> [Source text]
━━━
The All Weather Strategy outperformed a traditional 60/40 portfolio by 0.8% in February 2022. Fed’s unwillingness to crash markets could drive equities higher. War in Ukraine, recovery demand, and supply-chain bottlenecks to drive commodities and gold. Risks: Inflation quickly gets under control, new lockdowns, Fed rate hikes crashing the US market.

The A. Stotz All Weather Strategy is Global, Long-term, and Diversified:

  • Global – Invests globally, not only Thailand
  • Long-term – Gains from long-term equity return, while trying to reduce a portion of losses during equity market downturns
  • Diversified – Diversified globally across four asset classes

The All Weather Strategy is available in Thailand through FINNOMENA. Please note that this post is not investment advice and should not be seen as recommendations. Also, remember that backtested or past performance is not a reliable indicator of future performance.
━━━
> [Records pointing to named objects]

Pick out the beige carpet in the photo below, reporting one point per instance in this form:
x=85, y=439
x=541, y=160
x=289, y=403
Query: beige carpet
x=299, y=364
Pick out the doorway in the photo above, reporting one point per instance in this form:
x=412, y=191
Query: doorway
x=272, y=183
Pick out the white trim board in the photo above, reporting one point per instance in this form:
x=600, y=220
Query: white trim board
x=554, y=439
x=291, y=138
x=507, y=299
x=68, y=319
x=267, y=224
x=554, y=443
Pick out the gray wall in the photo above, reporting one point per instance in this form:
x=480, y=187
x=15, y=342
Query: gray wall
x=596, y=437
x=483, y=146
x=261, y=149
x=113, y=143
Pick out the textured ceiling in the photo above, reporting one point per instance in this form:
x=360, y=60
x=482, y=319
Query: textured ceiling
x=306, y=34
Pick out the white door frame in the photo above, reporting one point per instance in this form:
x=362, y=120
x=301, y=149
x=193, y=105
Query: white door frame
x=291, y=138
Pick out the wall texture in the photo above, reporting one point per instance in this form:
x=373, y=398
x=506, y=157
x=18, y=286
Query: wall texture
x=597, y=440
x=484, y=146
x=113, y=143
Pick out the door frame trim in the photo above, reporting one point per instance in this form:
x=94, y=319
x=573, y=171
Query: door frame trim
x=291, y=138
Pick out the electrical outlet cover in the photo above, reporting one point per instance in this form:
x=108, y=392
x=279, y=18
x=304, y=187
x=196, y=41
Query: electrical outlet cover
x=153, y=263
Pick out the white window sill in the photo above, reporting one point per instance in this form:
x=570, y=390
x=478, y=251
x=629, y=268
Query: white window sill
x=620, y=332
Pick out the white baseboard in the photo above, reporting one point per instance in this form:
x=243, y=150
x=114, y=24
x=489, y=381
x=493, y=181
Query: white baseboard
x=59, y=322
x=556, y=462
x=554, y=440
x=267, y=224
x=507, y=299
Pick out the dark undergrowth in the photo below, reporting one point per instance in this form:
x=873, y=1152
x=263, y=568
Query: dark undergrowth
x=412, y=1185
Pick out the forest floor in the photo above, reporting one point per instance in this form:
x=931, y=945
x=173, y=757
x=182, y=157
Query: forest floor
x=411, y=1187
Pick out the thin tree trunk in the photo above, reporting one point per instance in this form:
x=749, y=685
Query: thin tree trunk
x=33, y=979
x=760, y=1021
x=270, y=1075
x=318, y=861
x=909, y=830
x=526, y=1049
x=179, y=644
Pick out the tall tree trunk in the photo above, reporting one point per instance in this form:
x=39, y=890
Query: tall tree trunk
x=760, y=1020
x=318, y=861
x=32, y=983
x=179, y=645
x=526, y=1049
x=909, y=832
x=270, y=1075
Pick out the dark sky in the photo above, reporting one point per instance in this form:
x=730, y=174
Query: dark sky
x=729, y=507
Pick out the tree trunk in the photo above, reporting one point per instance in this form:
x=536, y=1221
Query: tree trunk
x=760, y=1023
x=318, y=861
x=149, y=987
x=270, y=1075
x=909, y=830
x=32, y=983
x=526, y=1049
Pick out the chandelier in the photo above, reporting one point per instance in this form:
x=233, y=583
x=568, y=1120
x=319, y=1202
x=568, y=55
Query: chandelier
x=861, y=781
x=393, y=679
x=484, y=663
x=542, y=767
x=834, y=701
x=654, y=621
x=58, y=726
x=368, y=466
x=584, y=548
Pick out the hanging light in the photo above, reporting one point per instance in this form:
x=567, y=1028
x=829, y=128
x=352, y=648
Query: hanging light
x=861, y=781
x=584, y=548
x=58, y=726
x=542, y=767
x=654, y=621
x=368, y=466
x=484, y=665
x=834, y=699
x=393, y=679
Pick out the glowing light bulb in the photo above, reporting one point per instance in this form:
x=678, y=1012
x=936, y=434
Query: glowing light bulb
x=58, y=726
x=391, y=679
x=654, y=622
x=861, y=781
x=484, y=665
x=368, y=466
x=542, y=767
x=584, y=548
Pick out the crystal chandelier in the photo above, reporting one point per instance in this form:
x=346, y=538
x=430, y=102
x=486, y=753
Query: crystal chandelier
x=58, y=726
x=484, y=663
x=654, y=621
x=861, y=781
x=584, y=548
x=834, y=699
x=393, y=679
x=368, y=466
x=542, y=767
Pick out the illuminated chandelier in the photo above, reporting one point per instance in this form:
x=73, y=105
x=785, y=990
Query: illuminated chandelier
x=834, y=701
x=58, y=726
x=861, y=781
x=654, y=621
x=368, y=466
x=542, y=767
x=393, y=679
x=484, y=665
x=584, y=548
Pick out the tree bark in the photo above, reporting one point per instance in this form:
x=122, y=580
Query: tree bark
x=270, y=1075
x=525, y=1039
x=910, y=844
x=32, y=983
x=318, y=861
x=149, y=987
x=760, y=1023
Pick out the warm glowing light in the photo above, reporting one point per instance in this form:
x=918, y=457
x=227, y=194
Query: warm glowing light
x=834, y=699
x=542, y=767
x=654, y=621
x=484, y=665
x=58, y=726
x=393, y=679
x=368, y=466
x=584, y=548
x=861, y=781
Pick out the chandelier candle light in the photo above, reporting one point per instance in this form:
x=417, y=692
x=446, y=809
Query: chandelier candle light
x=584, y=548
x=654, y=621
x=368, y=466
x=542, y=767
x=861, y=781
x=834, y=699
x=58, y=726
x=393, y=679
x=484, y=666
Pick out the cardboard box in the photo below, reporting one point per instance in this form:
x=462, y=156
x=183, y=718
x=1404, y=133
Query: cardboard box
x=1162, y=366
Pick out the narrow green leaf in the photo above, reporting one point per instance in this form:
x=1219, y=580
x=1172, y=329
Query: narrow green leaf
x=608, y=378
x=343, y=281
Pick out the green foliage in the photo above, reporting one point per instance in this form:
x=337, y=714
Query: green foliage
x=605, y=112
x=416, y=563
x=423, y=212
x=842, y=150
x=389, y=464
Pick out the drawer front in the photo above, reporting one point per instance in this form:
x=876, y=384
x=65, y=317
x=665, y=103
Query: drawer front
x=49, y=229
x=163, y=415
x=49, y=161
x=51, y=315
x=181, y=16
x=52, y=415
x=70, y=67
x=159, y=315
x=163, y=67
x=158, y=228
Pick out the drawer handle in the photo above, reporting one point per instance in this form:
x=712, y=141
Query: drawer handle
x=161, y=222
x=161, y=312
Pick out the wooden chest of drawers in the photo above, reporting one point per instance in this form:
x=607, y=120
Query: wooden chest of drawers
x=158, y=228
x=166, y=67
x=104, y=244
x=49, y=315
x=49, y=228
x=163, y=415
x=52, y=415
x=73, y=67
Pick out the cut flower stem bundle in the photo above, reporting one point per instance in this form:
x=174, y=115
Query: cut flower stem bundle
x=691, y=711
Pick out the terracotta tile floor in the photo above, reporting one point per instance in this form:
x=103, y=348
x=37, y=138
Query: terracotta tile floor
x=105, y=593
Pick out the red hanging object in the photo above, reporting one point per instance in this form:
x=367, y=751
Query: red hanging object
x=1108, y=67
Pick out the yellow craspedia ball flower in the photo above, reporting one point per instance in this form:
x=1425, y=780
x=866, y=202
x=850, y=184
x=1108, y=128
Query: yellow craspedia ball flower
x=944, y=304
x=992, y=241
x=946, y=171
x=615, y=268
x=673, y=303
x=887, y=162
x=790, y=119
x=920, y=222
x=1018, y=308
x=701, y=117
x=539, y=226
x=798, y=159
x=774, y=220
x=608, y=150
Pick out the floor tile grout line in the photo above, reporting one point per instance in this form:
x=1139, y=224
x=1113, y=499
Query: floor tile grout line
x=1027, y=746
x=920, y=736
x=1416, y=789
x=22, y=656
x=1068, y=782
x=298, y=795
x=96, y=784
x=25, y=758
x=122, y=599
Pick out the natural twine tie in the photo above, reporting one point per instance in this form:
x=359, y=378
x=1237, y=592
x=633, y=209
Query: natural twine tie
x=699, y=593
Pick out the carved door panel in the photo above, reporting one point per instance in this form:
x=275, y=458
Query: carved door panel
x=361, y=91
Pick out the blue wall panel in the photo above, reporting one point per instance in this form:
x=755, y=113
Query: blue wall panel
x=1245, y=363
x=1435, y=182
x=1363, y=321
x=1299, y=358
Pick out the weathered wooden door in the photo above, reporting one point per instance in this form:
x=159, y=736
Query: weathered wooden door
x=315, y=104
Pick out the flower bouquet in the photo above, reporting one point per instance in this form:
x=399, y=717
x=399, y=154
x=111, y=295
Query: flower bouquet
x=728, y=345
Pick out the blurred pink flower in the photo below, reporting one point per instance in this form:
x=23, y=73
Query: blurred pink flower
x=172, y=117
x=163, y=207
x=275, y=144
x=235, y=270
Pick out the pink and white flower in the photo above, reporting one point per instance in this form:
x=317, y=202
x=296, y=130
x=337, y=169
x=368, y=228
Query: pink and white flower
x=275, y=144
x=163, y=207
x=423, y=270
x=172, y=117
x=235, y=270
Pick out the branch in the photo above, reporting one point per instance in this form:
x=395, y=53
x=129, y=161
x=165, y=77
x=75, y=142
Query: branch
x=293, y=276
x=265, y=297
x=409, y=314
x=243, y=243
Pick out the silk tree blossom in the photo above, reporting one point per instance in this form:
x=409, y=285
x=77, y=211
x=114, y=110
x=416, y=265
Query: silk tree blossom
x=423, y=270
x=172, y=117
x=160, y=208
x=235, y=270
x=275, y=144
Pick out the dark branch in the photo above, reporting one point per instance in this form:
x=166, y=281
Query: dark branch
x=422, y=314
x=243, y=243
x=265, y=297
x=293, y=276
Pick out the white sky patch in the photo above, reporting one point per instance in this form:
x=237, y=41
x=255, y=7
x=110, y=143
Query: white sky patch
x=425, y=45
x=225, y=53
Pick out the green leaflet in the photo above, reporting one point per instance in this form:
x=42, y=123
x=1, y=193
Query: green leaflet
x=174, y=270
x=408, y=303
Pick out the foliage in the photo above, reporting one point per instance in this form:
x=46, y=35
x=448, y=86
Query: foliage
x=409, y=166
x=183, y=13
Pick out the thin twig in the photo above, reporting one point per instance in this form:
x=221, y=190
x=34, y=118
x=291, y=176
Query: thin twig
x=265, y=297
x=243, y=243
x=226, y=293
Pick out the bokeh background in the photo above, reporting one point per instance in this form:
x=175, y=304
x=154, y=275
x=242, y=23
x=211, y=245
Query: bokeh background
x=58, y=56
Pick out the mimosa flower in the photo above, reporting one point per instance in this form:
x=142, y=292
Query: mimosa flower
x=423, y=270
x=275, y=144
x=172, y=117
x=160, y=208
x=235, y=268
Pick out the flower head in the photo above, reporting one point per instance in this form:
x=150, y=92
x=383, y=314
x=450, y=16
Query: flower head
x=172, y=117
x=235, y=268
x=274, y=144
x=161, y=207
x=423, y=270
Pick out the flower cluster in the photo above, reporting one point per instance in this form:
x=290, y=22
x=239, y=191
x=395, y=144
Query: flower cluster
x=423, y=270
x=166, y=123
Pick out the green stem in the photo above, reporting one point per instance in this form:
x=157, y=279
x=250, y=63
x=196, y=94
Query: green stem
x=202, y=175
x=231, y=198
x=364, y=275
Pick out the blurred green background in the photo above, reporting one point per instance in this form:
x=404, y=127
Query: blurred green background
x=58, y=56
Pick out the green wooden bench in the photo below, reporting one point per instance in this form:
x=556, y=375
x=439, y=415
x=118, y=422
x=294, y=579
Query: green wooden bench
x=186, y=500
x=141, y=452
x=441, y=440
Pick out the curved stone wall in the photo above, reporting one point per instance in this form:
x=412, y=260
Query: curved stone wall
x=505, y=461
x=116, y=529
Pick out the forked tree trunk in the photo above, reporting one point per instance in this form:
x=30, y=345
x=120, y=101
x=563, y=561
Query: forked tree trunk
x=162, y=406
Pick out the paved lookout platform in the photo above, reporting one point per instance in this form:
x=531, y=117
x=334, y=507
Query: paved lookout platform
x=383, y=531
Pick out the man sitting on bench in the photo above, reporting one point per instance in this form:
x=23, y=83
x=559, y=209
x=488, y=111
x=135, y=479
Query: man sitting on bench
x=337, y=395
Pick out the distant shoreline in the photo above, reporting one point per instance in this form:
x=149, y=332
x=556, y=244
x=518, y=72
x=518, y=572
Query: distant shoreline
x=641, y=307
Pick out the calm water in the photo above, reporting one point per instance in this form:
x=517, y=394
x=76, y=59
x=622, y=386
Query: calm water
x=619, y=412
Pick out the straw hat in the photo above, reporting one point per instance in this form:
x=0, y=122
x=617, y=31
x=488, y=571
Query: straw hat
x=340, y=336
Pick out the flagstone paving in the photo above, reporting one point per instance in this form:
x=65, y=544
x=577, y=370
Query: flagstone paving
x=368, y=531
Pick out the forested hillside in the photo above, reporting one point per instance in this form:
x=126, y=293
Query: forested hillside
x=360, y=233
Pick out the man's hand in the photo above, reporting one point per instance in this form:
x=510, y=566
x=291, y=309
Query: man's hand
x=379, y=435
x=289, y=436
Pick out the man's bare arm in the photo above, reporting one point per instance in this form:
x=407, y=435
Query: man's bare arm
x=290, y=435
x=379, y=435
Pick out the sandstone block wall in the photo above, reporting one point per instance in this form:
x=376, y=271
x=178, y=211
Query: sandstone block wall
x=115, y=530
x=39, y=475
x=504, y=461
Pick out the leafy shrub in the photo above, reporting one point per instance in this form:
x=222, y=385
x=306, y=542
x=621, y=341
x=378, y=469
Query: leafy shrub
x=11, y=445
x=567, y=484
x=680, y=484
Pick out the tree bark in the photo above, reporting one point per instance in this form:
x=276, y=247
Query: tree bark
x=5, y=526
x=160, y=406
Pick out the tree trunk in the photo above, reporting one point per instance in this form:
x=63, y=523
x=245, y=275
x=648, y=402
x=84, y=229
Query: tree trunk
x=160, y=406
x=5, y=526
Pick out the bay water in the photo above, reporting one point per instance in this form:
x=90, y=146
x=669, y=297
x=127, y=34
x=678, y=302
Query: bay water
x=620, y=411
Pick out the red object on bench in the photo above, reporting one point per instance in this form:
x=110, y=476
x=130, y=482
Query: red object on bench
━━━
> [What is asked]
a – Reproduce the All Weather Strategy text from "The All Weather Strategy is" to "of future performance.".
b – Answer these questions about the All Weather Strategy text:
(i) By what margin did the strategy outperform a traditional 60/40 portfolio in February 2022?
(ii) Through which company is the strategy available in Thailand?
(iii) Across how many asset classes is the strategy diversified?
None of the work here involves the records.

> [Solutions per task]
a –
The All Weather Strategy is available in Thailand through FINNOMENA. Please note that this post is not investment advice and should not be seen as recommendations. Also, remember that backtested or past performance is not a reliable indicator of future performance.

b –
(i) 0.8%
(ii) FINNOMENA
(iii) Four